(Data drawn from a collection)
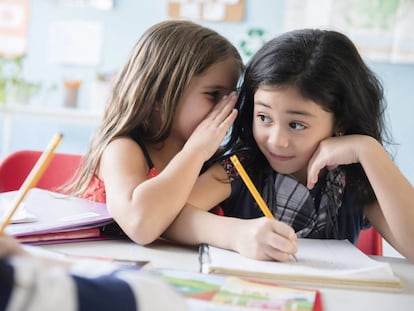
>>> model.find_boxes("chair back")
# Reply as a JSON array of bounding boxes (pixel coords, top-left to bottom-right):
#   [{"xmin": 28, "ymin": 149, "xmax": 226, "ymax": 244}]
[
  {"xmin": 0, "ymin": 150, "xmax": 83, "ymax": 192},
  {"xmin": 357, "ymin": 227, "xmax": 383, "ymax": 256}
]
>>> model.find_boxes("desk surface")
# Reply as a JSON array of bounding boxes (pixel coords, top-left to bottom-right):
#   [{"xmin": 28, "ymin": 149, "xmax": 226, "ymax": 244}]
[{"xmin": 43, "ymin": 240, "xmax": 414, "ymax": 311}]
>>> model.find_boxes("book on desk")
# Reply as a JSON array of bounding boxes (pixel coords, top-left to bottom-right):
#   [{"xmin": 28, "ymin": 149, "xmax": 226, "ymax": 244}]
[
  {"xmin": 199, "ymin": 239, "xmax": 402, "ymax": 290},
  {"xmin": 152, "ymin": 269, "xmax": 323, "ymax": 311},
  {"xmin": 0, "ymin": 188, "xmax": 124, "ymax": 244}
]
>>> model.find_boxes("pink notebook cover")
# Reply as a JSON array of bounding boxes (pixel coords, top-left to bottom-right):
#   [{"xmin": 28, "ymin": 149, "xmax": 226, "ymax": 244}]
[{"xmin": 0, "ymin": 188, "xmax": 113, "ymax": 237}]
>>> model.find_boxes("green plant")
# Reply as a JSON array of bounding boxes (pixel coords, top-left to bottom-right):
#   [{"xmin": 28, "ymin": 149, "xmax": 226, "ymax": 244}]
[{"xmin": 0, "ymin": 55, "xmax": 41, "ymax": 103}]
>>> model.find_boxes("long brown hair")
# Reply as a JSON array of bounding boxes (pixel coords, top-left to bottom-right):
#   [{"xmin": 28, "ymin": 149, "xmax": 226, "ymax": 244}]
[{"xmin": 72, "ymin": 20, "xmax": 243, "ymax": 194}]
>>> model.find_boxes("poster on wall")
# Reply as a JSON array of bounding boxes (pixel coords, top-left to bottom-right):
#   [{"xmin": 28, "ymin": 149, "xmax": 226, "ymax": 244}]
[
  {"xmin": 50, "ymin": 0, "xmax": 114, "ymax": 11},
  {"xmin": 168, "ymin": 0, "xmax": 244, "ymax": 22},
  {"xmin": 0, "ymin": 0, "xmax": 29, "ymax": 57},
  {"xmin": 285, "ymin": 0, "xmax": 414, "ymax": 63}
]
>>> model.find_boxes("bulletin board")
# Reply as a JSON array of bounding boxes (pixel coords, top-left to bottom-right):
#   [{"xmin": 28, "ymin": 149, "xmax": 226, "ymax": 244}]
[
  {"xmin": 0, "ymin": 0, "xmax": 29, "ymax": 57},
  {"xmin": 168, "ymin": 0, "xmax": 244, "ymax": 22}
]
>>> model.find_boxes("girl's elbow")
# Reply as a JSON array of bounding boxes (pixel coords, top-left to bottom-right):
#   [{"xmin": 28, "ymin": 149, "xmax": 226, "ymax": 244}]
[{"xmin": 127, "ymin": 217, "xmax": 161, "ymax": 245}]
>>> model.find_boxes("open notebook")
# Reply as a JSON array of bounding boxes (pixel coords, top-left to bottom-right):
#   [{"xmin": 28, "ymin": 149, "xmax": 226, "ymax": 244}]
[
  {"xmin": 199, "ymin": 239, "xmax": 402, "ymax": 288},
  {"xmin": 0, "ymin": 188, "xmax": 122, "ymax": 244}
]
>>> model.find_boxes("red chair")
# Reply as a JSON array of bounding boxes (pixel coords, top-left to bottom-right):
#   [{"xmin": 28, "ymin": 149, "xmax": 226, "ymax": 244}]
[
  {"xmin": 357, "ymin": 227, "xmax": 383, "ymax": 256},
  {"xmin": 0, "ymin": 150, "xmax": 83, "ymax": 192}
]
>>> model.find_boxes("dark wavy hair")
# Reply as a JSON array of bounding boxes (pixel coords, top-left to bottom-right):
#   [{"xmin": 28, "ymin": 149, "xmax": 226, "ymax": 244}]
[{"xmin": 224, "ymin": 29, "xmax": 388, "ymax": 205}]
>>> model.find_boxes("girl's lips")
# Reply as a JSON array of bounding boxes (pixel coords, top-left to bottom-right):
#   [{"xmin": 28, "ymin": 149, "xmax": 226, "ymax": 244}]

**Written request**
How many of the lines above contain the string "girl"? Reply with only the number.

**Answer to this task**
2